+++ Supplied data +++

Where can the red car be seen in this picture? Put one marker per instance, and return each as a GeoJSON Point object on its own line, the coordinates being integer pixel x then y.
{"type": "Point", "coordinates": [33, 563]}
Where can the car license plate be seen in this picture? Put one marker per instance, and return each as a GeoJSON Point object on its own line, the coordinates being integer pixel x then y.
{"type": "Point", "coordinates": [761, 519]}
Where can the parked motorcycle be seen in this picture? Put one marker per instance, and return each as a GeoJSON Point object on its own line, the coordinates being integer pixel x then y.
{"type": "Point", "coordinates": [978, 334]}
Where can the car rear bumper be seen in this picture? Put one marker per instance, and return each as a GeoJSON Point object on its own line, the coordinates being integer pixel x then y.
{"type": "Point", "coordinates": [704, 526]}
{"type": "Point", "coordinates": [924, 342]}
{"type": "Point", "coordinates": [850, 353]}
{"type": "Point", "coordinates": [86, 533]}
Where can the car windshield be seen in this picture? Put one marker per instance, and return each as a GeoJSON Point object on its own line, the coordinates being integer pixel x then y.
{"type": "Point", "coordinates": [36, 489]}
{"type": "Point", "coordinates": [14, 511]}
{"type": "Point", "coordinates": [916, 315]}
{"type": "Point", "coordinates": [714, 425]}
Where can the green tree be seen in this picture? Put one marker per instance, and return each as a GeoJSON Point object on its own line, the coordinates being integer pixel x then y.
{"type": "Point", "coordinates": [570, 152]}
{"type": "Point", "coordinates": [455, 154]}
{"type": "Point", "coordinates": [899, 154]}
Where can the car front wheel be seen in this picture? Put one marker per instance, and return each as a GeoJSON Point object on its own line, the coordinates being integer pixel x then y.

+++

Return, unchanged, each line from the line containing "Where can the car windshield" through the last line of the material.

Where can the car windshield be seen in this picture? Put one marker per instance, and return each as a GeoJSON Point object on its own line, the coordinates being integer pixel x then y.
{"type": "Point", "coordinates": [36, 489]}
{"type": "Point", "coordinates": [14, 511]}
{"type": "Point", "coordinates": [916, 315]}
{"type": "Point", "coordinates": [714, 425]}
Where can the green tree be seen in this picture? Put one marker per instance, and return each as a GeoJSON Point object on its own line, the coordinates being integer pixel x then y.
{"type": "Point", "coordinates": [570, 152]}
{"type": "Point", "coordinates": [455, 154]}
{"type": "Point", "coordinates": [899, 154]}
Where can the car front wheel be seen in this picture? Put one marker per instance, and return each as a GeoJSON Point object on its own line, the coordinates being integer pixel x then y.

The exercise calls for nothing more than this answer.